DIRECTIVE | Extract every line from the material below that contains the string "building", and treat uppercase and lowercase letters as different.

DATA PROVIDED |

* * * * * * * * *

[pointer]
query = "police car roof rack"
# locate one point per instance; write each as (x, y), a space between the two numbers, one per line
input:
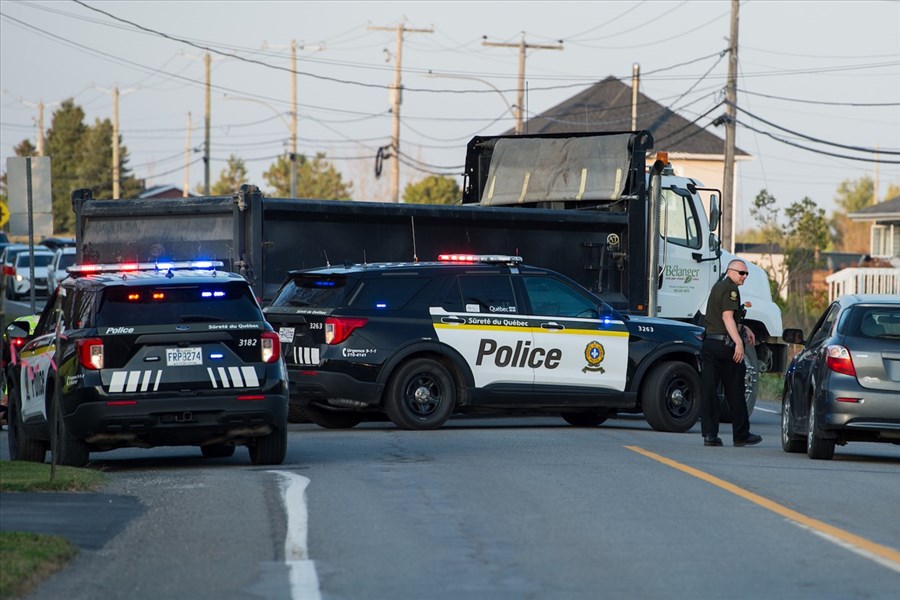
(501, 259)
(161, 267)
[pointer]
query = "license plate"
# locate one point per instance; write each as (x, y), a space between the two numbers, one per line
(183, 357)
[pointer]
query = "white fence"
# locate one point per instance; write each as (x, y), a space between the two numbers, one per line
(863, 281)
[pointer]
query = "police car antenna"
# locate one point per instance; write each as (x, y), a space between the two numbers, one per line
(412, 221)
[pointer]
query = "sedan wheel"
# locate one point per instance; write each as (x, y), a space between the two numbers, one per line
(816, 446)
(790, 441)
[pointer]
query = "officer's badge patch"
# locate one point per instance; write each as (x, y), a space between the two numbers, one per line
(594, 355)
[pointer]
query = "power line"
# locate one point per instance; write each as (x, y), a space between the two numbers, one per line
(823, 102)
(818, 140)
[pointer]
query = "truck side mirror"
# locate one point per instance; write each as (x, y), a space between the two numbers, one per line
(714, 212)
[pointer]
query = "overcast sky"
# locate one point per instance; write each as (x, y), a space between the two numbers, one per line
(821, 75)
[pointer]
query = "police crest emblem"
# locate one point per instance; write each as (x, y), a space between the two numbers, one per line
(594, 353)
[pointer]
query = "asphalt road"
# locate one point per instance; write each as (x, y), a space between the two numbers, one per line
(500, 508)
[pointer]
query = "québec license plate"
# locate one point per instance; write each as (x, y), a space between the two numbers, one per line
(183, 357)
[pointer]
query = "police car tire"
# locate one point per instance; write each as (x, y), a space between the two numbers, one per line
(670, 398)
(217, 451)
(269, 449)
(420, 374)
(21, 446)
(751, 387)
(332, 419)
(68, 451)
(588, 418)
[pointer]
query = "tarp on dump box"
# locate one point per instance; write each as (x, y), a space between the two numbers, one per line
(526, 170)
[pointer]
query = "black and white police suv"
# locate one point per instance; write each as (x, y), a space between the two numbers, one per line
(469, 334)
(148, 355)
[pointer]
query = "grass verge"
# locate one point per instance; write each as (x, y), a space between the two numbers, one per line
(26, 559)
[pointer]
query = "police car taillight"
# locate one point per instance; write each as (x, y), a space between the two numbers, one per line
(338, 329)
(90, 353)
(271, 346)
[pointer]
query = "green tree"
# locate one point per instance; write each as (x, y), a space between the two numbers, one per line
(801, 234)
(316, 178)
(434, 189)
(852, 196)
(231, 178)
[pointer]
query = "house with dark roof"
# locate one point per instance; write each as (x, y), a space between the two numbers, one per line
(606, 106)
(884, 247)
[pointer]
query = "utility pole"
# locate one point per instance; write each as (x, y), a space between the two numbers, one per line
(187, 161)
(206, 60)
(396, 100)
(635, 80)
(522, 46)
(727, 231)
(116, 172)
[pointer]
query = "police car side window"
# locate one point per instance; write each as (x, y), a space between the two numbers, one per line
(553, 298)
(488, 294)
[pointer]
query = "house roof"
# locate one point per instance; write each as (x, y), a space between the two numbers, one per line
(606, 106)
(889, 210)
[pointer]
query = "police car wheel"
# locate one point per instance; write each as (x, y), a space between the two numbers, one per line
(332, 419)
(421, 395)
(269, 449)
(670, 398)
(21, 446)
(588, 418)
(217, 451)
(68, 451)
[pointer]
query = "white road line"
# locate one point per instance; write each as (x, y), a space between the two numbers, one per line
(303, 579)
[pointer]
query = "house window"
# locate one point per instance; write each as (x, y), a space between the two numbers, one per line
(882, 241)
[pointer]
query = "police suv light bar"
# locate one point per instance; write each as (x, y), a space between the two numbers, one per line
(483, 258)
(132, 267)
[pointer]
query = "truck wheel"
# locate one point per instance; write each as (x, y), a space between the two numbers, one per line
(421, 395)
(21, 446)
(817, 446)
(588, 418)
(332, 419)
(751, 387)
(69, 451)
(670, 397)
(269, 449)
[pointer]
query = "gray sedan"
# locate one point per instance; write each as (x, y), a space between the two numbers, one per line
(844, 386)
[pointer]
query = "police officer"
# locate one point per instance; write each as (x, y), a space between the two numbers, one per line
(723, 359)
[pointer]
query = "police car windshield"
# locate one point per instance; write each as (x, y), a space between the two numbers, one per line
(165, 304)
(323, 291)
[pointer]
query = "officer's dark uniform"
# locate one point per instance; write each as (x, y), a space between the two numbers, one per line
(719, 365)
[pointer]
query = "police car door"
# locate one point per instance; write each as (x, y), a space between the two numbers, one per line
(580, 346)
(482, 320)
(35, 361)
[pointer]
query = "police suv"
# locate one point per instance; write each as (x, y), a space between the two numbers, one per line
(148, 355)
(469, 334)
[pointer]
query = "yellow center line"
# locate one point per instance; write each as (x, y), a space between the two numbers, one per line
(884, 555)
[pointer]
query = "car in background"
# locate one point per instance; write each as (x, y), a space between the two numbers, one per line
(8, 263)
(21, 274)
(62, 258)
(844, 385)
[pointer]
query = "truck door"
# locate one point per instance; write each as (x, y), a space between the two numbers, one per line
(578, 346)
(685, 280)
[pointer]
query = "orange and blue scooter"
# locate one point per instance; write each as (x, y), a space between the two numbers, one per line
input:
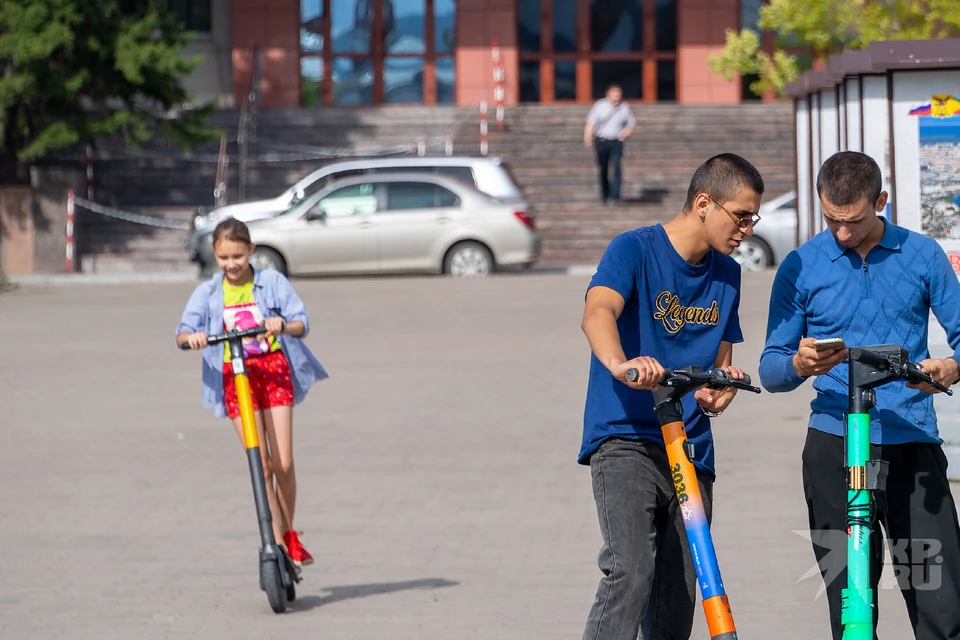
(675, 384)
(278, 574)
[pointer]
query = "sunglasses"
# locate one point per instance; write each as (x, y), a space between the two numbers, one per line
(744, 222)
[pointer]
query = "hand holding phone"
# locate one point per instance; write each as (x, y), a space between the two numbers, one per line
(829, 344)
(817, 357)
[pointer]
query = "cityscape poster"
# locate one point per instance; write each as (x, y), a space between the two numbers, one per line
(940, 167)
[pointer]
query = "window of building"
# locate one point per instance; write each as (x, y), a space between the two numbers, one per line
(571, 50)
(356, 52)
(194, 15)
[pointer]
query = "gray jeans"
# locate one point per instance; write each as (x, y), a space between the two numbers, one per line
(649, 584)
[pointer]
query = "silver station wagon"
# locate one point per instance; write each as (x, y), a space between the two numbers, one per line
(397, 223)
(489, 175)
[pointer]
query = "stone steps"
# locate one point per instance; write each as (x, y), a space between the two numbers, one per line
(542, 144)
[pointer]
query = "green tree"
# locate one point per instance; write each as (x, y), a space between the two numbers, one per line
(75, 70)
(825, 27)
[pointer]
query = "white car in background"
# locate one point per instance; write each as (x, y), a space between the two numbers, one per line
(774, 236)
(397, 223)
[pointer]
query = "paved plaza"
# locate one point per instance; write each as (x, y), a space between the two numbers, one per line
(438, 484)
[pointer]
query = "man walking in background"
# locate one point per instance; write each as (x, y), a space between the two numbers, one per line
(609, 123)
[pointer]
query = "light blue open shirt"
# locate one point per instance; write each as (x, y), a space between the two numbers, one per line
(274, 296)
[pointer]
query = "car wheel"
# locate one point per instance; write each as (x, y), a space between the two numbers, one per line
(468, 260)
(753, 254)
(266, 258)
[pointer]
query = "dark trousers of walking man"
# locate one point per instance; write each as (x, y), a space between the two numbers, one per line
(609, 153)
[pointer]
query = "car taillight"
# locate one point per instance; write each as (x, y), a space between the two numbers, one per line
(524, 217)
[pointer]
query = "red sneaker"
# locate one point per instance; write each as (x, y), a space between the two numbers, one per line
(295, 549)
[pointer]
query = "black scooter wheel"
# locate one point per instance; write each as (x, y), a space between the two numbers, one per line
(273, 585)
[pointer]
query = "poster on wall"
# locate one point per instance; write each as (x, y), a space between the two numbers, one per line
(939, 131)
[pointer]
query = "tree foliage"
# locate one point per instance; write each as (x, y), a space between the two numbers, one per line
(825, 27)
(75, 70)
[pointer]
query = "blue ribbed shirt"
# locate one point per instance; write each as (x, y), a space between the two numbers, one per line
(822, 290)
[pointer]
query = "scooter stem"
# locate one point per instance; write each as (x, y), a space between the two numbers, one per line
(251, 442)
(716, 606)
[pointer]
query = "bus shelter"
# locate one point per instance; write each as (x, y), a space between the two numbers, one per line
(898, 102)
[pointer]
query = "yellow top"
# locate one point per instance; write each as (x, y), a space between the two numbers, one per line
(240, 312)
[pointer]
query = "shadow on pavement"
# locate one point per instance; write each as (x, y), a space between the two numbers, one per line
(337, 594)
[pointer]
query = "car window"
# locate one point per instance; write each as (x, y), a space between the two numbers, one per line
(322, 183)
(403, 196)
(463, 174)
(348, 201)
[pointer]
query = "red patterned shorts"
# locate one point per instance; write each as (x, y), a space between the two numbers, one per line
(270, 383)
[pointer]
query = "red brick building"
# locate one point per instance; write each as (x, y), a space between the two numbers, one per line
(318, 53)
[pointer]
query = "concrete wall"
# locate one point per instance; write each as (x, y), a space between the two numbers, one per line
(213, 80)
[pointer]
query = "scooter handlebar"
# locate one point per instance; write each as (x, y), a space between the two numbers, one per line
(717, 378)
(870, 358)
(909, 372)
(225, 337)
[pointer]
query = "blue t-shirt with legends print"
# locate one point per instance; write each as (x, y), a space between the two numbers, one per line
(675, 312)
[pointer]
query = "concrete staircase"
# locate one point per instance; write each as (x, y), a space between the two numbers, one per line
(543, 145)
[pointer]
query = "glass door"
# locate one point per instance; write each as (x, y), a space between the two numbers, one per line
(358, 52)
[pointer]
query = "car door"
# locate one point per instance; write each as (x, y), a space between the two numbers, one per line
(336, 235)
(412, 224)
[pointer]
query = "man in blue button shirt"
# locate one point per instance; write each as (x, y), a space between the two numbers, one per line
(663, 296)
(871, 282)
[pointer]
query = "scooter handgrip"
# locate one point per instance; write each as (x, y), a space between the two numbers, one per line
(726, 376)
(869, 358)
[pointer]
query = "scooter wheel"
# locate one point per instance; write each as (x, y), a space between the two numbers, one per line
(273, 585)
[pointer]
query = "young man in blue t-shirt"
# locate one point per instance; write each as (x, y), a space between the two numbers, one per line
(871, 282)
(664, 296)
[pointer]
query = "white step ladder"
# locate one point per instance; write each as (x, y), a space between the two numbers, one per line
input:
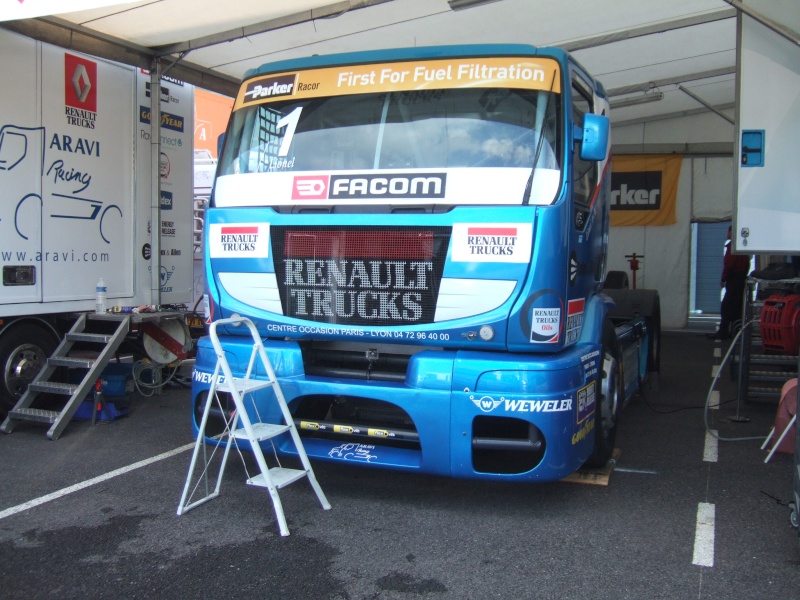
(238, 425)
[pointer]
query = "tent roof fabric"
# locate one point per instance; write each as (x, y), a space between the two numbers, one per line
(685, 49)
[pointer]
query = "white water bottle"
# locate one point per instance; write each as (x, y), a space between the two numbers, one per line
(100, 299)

* * * * * * * * *

THE RESPONSE |
query = "window of building"
query = "red brick building"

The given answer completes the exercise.